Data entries

--- --- ---

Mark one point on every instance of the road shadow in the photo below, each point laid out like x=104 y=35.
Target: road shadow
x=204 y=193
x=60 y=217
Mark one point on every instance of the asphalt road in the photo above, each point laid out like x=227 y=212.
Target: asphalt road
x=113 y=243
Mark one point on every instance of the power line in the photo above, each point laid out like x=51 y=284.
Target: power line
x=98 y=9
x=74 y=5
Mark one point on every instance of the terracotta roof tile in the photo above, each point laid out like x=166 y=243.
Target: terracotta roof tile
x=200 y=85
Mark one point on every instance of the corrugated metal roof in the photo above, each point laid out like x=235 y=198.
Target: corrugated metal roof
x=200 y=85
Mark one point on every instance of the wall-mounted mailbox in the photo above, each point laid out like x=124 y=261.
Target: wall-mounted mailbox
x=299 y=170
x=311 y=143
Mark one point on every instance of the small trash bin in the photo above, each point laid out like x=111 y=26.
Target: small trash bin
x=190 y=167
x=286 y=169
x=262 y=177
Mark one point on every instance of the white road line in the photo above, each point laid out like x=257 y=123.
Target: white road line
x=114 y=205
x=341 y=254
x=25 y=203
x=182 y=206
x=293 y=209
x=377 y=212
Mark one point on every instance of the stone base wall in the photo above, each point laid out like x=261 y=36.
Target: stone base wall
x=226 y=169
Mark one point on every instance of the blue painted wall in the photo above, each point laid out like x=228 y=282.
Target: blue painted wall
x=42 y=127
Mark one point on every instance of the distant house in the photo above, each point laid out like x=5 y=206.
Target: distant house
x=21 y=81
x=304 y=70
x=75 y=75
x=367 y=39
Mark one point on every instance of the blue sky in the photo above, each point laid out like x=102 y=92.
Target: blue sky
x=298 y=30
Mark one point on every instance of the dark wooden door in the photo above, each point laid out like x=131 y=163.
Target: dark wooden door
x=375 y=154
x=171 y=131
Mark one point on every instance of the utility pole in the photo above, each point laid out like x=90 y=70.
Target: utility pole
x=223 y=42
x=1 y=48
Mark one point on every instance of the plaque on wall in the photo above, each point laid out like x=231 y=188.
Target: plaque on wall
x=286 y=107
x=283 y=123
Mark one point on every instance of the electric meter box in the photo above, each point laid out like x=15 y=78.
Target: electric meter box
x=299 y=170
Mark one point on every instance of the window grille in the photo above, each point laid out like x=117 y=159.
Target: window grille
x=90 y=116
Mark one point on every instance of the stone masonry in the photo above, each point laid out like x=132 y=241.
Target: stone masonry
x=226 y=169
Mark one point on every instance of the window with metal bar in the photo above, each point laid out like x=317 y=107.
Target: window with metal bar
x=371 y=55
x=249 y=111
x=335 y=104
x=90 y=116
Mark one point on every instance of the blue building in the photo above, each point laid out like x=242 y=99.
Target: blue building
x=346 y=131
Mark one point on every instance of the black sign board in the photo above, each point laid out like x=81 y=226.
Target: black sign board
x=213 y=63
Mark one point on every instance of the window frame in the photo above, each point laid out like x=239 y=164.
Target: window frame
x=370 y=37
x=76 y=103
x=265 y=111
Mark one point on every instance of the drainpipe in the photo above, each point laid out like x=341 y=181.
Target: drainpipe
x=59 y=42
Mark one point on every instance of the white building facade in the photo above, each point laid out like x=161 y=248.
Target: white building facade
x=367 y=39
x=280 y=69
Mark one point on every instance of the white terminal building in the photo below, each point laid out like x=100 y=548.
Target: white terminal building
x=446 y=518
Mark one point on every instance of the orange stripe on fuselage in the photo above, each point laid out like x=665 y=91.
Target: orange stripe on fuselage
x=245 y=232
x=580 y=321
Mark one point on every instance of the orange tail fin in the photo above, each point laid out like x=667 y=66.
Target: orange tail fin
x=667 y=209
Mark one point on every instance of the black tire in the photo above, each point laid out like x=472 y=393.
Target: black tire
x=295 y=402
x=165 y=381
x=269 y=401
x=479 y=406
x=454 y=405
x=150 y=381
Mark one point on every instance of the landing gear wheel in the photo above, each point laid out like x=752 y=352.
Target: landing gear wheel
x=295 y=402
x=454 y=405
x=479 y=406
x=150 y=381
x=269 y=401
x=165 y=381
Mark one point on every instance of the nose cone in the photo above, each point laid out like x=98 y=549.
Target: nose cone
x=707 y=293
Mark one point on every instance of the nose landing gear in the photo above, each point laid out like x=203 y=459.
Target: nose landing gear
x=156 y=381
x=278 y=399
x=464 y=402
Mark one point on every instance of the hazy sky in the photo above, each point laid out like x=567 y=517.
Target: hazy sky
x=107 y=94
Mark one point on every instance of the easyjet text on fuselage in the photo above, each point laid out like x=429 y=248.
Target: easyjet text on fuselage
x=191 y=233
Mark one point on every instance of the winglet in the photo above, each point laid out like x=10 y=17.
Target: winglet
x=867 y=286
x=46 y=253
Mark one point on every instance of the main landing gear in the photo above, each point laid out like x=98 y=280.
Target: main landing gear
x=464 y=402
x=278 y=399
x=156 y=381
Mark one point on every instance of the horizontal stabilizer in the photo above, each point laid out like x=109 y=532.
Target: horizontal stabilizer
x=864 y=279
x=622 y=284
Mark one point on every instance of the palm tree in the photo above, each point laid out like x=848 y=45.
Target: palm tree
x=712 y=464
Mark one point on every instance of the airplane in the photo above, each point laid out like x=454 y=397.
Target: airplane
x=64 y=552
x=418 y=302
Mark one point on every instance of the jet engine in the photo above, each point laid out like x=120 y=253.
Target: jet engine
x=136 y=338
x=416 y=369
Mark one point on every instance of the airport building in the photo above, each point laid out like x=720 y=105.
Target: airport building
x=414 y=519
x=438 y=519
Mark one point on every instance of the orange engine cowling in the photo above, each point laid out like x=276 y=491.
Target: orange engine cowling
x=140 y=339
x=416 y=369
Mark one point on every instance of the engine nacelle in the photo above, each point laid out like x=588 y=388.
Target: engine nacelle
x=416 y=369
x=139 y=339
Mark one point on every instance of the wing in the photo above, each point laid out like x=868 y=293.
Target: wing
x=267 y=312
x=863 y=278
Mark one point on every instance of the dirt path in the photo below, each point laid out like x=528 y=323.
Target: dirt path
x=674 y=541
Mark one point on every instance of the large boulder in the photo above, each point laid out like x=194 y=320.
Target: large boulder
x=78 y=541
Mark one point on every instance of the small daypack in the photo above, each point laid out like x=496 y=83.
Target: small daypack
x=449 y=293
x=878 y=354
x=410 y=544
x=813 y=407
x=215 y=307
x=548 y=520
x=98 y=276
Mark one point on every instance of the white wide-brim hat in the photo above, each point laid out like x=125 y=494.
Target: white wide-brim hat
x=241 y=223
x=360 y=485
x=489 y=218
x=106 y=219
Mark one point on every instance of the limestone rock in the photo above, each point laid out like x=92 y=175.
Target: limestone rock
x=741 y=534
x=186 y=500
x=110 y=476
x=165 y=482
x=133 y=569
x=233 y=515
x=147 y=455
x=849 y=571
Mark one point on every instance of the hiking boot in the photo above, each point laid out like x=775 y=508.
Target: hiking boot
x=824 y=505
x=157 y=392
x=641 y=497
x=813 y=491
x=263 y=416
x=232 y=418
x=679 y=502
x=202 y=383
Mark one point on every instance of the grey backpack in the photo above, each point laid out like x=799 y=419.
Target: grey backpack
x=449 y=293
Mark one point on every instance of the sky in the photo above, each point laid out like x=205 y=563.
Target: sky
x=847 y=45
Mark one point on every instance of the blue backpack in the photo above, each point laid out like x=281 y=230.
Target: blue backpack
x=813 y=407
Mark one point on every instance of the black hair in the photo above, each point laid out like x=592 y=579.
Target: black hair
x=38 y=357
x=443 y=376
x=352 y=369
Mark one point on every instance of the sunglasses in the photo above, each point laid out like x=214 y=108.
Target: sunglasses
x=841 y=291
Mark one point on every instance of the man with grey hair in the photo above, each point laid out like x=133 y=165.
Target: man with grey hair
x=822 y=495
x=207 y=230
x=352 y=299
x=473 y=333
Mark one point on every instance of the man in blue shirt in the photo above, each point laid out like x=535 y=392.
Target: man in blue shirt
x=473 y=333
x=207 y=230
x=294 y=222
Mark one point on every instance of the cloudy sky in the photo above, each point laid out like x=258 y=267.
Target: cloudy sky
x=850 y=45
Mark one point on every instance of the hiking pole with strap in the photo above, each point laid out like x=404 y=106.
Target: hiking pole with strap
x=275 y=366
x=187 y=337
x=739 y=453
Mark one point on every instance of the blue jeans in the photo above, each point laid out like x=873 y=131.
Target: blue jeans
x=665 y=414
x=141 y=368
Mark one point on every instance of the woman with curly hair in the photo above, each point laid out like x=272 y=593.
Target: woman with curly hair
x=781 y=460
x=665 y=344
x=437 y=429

--- --- ---

Rewrite everything from the line that contains "Mark one point on every instance of the black hair" down to the end of the records, putting "a single point" wherever "one point" appears and leaving all else unchanged.

* Written answer
Mark a single point on every instance of the black hair in the photo above, each point laid out like x=592 y=579.
Target: black hair
x=38 y=357
x=443 y=376
x=352 y=369
Mark a single point on every instance of the sunglasses in the photo above, each point laid out like x=214 y=108.
Target: sunglasses
x=841 y=291
Mark a single point on every instance of the man with grey hair in the photo above, each point laid out like x=133 y=165.
Target: man with grey hair
x=822 y=495
x=207 y=230
x=352 y=299
x=473 y=333
Mark a single point on every instance of the man in blue shirt in the photo above, each point laid out like x=535 y=392.
Target: man in blue shirt
x=473 y=333
x=207 y=230
x=294 y=222
Mark a single point on every instance of the cloudy sky in the photo above, each point laid out like x=258 y=267.
Target: cloudy sky
x=850 y=45
Mark a single point on every instance of the hiking pole with strap in the photo above, each point laid out like x=404 y=106.
Target: hiking pole with strap
x=275 y=366
x=187 y=337
x=739 y=453
Mark a single point on every instance of the blue jeans in the photo above, each point laid out like x=873 y=131.
Target: blue jeans
x=665 y=414
x=141 y=368
Mark a single point on every instance of the woman with curly hair in the photo above, each point laid out like x=272 y=593.
Target: woman with curly hair
x=781 y=460
x=665 y=344
x=437 y=429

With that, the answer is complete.